§ **What needs to be done**: Pick up the news report on glanders among Delhi's horses after its final sentence and carry it forward.

§ **Text for analysis**:
════════
Indian capital set to tighten equine movements as more glanders cases emerge

A horse with cutaneous nodules of glanders on the legs.
A horse with cutaneous nodules of glanders on its legs. © University of Zagreb

Large areas within the Indian capital of Delhi will likely be declared controlled areas after a further 32 horses were diagnosed with the much-feared disease glanders.

The movement of horses, donkeys and mules have been banned in the western part of the city since last December, after seven equines tested positive for the bacterial infection, which is capable of infecting humans.

The declaration of a “controlled area” across a major swathe of the city – covering 11 areas where infected equines were identified – will result in movement limits on all horses, donkeys and mules, including in and out of the city limits.

It is reported that the animals will be restricted to within a 5km radius of their homes.

Officials intend to advertise the restrictions in local media and will be urging people to take precautions around equines.

There are about 2700 equines in Delhi, 2012 animal census figures suggest. They are mostly used for light carriage work, especially for transporting married couples on their wedding day. Some are also used in riding schools. Most are believed to be of the native Marwari breed.

Around 2000 samples from horses in the city were sent to the National Research Centre on Equines for testing after the discovery of the first cases late last year. About half of the results have so far been received, with 32 animals recorded as positive for glanders.

The 11 areas where the infected animals were found will be subject to the planned restrictions.

It is expected that some conditions will be placed on the upcoming Republic Day parade, on January 26, with all participating horses to be screened for symptoms. Each animal will require a health certificate to take part, and no civilian horses will be allowed in the parade area.

To date, no army or police horses have tested positive for the disease, which is caused by the bacterium Burkholderia mallei.
════════
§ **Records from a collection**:
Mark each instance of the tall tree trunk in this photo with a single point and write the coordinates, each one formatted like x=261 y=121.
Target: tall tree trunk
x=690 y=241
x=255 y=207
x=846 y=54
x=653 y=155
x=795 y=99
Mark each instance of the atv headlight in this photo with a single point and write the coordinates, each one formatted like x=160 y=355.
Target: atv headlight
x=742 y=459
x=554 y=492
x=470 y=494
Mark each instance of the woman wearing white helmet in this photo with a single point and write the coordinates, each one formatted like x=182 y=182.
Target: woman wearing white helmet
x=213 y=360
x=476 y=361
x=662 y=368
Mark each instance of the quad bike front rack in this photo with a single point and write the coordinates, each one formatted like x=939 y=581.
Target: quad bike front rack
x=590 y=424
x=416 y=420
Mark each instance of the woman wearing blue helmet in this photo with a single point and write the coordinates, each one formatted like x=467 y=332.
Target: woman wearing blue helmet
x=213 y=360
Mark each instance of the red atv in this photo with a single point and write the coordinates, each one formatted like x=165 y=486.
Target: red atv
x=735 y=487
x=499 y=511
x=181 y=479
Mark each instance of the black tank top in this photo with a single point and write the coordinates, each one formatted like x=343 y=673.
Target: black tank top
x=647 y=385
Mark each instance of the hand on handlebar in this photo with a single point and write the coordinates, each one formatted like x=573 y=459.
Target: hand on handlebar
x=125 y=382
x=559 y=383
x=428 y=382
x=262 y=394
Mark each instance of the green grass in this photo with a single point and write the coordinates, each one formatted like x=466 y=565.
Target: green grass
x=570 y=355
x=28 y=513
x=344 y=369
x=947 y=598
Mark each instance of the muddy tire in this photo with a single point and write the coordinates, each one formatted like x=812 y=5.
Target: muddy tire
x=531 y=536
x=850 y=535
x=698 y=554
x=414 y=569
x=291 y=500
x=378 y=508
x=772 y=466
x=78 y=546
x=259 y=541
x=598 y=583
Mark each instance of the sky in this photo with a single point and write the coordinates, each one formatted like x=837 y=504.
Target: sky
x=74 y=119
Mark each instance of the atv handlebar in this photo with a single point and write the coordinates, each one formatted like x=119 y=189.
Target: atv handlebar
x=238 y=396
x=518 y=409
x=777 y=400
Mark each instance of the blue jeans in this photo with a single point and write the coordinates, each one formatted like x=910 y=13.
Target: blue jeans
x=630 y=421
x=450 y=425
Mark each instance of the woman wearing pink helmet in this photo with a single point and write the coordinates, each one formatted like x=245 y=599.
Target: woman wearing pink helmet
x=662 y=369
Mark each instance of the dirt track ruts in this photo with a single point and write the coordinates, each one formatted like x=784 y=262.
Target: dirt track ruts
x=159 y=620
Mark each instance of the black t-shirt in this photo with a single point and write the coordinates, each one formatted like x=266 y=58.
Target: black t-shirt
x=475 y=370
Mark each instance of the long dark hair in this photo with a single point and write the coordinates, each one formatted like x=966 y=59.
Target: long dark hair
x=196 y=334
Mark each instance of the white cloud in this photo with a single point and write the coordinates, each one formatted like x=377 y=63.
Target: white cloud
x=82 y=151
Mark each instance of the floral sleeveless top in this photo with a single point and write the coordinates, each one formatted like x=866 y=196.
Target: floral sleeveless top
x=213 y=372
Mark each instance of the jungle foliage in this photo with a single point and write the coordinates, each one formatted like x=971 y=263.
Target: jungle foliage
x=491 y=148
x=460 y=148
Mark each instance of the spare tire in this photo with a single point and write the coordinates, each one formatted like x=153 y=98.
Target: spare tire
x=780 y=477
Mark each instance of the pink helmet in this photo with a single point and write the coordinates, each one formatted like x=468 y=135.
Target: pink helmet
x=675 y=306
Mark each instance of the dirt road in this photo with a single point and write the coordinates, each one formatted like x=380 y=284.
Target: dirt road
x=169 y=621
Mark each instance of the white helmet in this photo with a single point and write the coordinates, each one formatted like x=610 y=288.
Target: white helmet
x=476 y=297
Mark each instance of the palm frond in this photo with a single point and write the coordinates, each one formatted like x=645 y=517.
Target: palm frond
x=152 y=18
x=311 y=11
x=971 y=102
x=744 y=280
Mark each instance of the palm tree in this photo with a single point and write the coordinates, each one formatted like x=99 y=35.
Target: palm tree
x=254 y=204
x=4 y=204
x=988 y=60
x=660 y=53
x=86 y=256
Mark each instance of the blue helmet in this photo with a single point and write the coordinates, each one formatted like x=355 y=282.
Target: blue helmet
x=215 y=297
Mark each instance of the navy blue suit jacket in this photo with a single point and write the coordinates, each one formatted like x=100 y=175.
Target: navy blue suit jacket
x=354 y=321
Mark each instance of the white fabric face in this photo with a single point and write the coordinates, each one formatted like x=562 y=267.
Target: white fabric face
════════
§ **Answer to the exercise**:
The government is taking samples from people who had contact with affected animals to determine whether they have caught the infection.

Glanders cases have been reported in 12 Indian states in recent years, involving some 200 equines.

It is a life-threatening, notifiable zoonotic disease which can be fatal to both animals and humans.

The highly infectious disease was known from ancient times, and recognized as a horse disease by Hippocrates and Aristotle.

Signs include lung lesions and ulceration of mucous membranes in the respiratory tract. The acute form results in coughing and fever, followed by septicaemia and death within days. In chronic cases, nodules form on the skin and in the nasal passages, eventually ulcerating. Death can result within months, with those surviving acting as carriers.

The only known reservoirs of B. mallei are single-hooved animals, particularly horses. Chronically infected horses can be free of symptoms but may remain highly infectious.

Due to its high death rate and the small number of organisms needed to cause infection, it is considered a potential biological warfare or bioterrorism agent.

It can be transmitted by aerosol and is known to be resistant to multiple antibiotics.

Although glanders has been eradicated from many Western countries, it recently emerged in Asia, the Middle-East, Africa, and South America.

Due to its rareness, little is known about outbreak dynamics of the disease.